Provided records below:

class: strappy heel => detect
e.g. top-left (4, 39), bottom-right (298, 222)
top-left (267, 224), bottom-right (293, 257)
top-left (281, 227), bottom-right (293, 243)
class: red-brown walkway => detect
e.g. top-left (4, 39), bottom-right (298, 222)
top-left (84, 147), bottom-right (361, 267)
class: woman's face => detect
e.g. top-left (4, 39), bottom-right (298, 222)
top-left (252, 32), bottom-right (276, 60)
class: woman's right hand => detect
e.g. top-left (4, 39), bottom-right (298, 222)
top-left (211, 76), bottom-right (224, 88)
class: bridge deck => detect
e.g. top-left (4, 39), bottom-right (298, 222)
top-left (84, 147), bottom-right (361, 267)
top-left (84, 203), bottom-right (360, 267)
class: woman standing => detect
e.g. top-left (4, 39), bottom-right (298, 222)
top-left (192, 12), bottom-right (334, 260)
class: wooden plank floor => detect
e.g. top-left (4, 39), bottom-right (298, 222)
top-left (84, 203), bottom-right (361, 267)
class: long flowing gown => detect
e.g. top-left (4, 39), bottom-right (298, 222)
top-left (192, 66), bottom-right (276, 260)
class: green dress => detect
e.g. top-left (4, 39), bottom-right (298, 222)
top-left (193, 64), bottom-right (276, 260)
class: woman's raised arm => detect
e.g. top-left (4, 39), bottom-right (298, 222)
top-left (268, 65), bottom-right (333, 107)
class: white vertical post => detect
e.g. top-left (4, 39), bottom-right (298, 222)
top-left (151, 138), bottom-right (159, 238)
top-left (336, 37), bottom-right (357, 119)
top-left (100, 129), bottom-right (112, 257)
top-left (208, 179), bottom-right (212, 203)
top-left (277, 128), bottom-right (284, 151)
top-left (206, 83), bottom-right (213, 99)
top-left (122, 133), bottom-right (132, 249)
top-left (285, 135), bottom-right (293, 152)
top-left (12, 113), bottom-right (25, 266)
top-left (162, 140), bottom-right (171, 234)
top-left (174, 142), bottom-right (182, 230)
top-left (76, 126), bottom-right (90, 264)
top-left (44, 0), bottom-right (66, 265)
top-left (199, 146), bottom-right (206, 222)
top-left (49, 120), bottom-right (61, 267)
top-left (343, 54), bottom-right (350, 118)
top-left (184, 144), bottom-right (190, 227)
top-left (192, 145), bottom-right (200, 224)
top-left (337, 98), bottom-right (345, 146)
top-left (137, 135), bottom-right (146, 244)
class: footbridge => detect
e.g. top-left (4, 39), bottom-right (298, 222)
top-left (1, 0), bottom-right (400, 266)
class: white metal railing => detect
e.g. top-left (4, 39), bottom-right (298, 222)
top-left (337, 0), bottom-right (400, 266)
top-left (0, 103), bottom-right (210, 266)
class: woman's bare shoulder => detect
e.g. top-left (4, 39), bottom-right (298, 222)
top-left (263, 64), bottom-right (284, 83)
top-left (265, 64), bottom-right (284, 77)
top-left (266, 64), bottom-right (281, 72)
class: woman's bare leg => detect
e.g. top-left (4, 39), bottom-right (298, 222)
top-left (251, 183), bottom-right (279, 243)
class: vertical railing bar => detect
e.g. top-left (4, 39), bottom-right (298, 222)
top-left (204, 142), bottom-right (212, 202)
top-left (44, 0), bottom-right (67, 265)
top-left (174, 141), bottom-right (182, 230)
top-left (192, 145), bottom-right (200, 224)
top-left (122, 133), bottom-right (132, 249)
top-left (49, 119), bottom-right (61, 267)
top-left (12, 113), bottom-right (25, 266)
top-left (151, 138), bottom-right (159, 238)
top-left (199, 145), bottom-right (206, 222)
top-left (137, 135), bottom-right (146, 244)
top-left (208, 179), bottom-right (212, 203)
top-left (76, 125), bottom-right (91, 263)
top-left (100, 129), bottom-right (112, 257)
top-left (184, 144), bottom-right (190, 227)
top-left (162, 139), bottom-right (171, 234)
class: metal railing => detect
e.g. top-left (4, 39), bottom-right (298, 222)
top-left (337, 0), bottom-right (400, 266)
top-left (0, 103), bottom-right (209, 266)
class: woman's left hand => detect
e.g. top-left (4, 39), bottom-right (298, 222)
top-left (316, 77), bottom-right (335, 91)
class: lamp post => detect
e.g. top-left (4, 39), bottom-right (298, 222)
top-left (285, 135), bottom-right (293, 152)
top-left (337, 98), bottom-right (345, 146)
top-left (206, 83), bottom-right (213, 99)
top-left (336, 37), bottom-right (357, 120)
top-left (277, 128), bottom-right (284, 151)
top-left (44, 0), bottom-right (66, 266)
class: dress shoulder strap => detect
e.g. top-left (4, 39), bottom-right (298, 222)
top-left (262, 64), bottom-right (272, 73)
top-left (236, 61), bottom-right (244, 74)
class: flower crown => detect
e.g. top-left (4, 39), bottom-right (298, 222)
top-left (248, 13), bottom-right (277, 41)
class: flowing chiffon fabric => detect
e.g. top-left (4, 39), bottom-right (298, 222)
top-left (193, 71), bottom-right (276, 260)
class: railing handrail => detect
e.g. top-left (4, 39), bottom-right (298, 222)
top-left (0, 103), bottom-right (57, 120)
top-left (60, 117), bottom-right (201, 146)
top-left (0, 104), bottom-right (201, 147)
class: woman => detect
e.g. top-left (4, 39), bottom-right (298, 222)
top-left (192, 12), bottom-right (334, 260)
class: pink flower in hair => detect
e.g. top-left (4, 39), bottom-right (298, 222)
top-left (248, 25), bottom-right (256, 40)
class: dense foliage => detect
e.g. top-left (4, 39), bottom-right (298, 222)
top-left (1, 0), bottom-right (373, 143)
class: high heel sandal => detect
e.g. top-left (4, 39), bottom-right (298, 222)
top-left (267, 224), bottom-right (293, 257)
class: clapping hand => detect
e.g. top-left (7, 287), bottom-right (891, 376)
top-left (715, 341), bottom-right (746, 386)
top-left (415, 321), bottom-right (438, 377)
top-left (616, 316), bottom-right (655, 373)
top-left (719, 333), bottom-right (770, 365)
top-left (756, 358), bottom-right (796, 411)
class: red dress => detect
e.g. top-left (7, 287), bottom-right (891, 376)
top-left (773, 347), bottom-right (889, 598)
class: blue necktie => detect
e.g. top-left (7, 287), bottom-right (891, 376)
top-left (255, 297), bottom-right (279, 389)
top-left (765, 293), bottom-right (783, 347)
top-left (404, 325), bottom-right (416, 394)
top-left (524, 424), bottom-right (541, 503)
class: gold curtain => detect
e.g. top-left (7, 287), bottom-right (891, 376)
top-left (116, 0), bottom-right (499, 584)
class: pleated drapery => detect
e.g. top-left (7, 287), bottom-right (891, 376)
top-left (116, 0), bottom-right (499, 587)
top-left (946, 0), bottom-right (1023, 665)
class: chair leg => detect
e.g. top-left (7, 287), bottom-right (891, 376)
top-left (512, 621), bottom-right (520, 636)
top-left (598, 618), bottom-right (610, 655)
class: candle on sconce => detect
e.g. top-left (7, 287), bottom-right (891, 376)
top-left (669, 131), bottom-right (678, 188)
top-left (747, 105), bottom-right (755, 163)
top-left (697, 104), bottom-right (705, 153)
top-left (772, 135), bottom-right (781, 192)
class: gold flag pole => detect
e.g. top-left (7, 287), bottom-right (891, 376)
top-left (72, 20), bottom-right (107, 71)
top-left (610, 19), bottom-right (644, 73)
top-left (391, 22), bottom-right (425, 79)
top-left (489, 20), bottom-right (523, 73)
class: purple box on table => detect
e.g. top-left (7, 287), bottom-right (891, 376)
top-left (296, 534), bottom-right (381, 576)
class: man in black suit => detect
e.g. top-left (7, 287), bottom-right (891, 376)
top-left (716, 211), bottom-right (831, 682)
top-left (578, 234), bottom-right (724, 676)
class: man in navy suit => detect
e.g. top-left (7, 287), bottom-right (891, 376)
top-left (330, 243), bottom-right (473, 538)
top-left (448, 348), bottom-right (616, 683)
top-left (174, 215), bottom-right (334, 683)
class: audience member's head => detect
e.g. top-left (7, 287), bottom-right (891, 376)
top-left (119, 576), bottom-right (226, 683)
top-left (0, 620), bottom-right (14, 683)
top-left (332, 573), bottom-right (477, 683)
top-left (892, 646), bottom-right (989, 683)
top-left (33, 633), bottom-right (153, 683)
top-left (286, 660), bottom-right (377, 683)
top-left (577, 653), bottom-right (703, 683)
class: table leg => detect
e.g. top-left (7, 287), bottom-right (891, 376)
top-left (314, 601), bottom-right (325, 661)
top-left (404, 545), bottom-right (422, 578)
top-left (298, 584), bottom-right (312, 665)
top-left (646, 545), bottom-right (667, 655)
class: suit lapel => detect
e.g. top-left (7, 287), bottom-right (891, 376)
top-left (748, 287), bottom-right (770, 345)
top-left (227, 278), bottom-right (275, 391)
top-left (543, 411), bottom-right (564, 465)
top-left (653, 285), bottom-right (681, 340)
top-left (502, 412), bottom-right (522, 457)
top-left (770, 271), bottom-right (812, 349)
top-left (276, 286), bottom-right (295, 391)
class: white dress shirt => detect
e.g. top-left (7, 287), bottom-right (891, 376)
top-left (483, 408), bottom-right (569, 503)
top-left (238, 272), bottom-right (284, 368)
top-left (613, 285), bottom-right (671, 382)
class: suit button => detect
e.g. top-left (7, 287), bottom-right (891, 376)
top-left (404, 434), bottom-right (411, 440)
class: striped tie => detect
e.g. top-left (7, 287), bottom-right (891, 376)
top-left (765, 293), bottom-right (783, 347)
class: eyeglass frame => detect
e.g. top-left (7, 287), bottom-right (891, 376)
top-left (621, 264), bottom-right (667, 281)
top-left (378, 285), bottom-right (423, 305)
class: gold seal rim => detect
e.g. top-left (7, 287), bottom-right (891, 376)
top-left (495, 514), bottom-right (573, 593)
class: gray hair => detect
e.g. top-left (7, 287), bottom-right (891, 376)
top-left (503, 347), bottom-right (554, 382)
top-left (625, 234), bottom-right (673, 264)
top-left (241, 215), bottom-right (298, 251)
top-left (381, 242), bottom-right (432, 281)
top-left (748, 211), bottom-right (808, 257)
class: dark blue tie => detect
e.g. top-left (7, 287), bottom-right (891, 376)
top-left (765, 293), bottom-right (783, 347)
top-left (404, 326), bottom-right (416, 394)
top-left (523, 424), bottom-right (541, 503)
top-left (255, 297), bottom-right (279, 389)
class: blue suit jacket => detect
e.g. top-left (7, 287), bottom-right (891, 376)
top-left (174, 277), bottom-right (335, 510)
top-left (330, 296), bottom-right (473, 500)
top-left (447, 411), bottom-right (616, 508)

End of Provided records.

▸ **Brief**
Report every line in the data above in which the word "railing" appears.

▸ **Response area**
class: white metal railing => detect
class: vertical railing bar => detect
class: metal railing => detect
class: railing handrail => detect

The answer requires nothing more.